(Written exercise 1): Write out the part of the Heroku dynos thread starting with "and while Web" and going on through "Kue or etc)?".
(Written exercise 2): Extend the Heroku dynos thread from its final line onward.

(Reading text):
___
37

Web Dynos can handle HTTP Requests

and while Web Dynos handles them Worker Dynos can handle jobs from it.

But I don't know how to make Web Dynos and Worker Dynos to communicate each other.

For example, I want to receive a HTTP request by Web Dynos

, send it to Worker Dynos

, process the job and send back result to Web Dynos

, show results on Web.

Is this possible in Node.js? (With RabbitMQ or Kue or etc)?

I could not find an example in Heroku Documentation

Or Should I implement all codes in Web Dynos and scaling Web Dynos only?

jwchang
  • 10,584
  • 15
  • 58
  • 89

2 Answers2

41

As the high-level article on background jobs and queuing suggests, your web dynos will need to communicate with your worker dynos via an intermediate mechanism (often a queue).

To accomplish what it sounds like you're hoping to do follow this general approach:

  • Web request is received by the web dyno
  • Web dyno adds a job to the queue
  • Worker dyno receives job off the queue
  • Worker dyno executes job, writing incremental progress to a shared component
  • Browser-side polling requests status of job from the web dyno
    • Web dyno queries shared component for progress of background job and sends state back to browser
  • Worker dyno completes execution of the job and marks it as complete in shared component
  • Browser-side polling requests status of job from the web dyno
    • Web dyno queries shared component for progress of background job and sends completed state back to browser

As far as actual implementation goes I'm not too familiar with the best libraries in Node.js, but the components that glue this process together are available on Heroku as add-ons.

Queue: AMQP is a well-supported queue protocol and the CloudAMQP add-on can serve as the message queue between your web and worker dynos.

Shared state: You can use one of the Postgres add-ons to share the state of an job being processed or something more performant such as Memcache or Redis.

So, to summarize, you must use an intermediate add-on component to communicate between dynos on Heroku. While this approach involves a little more engineering, the result is a properly-decoupled and scalable architecture.

Ryan Daigle
  • 11,599
  • 2
  • 36
  • 22
  • I have one more question on this. When I use AMQP, how would you guarantee that processing each jobs are handled by one worker dyno but not duplicating? To me, AMQP is similar to TCP Socket, broadcast event and listen to the event and do something. If an "enqueue" event happened, multiple worker dynos would react to the "enqueue" event and try to "dequeue" event in same time. How can I handle this problem? – jwchang Jul 11 '12 at 18:22
  • 1
    While queue behavior varies between each queue and client libraries the default behavior is usually _not_ to broadcast. So by default, when a message is consumed off the queue it is done so by the first receiver to get there and is then removed from the queue. – Ryan Daigle Jul 11 '12 at 20:35
  • 1
    In AMQP you have Exchanges to which you publish messages, and you have Queues from which you get messages, then you have "bindings" between them which routes the messages from an Exchange to one or more Queues. If you only have one binding between an Exchange and a Queue (which is the default), you're guaranteed to only get unique messages to each subscriber of that Queue. – Carl Hörberg Jul 12 '12 at 07:16
  • Also, AMQP has other nice benefits like in-order guarantees, and features like message persistance, high availability (mirrored) queues etc. (Disclosure, I own CloudAMQP) – Carl Hörberg Jul 12 '12 at 07:19
-4

From what I can tell, Heroku does not supply a way of communicating for you, so you will have to build that yourself. In order to communicate to another process using Node, you will probably have to deal with the process' stdin/out/err manually, something like this:

var attachToProcess = function(pid) {
    return {
        stdin: fs.createWriteStream('/proc/' + pid + '/fd/0'),
        stdout: fs.createReadStream('/proc/' + pid + '/fd/1'),
        stderr: fs.createReadStream('/proc/' + pid + '/fd/2')
___
(Supplied records):
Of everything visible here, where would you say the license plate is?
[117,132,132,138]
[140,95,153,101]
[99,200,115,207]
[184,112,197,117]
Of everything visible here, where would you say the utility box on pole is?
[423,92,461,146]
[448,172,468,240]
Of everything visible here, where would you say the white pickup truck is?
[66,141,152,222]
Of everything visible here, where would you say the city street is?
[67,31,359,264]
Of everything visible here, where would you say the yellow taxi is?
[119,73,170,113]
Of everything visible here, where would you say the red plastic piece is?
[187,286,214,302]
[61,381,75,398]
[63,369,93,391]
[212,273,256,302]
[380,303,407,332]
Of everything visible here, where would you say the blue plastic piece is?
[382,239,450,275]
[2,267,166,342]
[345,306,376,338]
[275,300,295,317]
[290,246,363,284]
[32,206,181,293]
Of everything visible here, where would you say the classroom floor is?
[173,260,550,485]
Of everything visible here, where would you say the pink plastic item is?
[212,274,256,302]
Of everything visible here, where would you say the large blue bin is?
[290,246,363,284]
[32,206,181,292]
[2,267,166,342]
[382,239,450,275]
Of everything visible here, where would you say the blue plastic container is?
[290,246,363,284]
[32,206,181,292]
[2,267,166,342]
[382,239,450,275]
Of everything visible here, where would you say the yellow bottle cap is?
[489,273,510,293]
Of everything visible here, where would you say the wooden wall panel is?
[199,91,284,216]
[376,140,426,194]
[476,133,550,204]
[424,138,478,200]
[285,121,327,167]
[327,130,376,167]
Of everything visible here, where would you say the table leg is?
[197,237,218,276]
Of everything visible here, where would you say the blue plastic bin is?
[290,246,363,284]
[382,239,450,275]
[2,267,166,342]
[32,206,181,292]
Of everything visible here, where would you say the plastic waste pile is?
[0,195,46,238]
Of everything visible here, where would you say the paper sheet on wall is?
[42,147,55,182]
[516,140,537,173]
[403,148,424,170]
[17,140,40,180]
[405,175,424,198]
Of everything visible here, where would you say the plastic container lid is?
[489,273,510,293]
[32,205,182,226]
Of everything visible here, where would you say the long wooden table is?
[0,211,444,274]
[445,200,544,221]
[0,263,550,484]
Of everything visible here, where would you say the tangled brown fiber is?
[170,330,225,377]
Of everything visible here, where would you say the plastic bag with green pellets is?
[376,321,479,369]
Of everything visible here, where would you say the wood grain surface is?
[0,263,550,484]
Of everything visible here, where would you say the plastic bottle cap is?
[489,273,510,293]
___
(Exercise output 1):
and while Web Dynos handles them Worker Dynos can handle jobs from it.

But I don't know how to make Web Dynos and Worker Dynos to communicate each other.

For example, I want to receive a HTTP request by Web Dynos

, send it to Worker Dynos

, process the job and send back result to Web Dynos

, show results on Web.

Is this possible in Node.js? (With RabbitMQ or Kue or etc)?

(Exercise output 2):
    };
};

var pid = fs.readFile('/path/to/worker.pid', 'utf8', function(err, pid) {
    if (err) {throw err;}
    var worker = attachToProcess(Number(pid));
    worker.stdin.write(...);
});

Then, in your worker process, you will have to store the pid in that pid file:

fs.writeFile('/path/to/worker.pid', process.pid, function(err) {
    if (err) {throw err;}
});

I haven't actually tested any of this, so it will likely take some working and building on it, but I think the basic idea is clear.

Edit

I just noticed that you tagged this with "redis" as well, and thought I should add that you can also use redis pub/sub to communicate between your various processes as explained in the node_redis readme.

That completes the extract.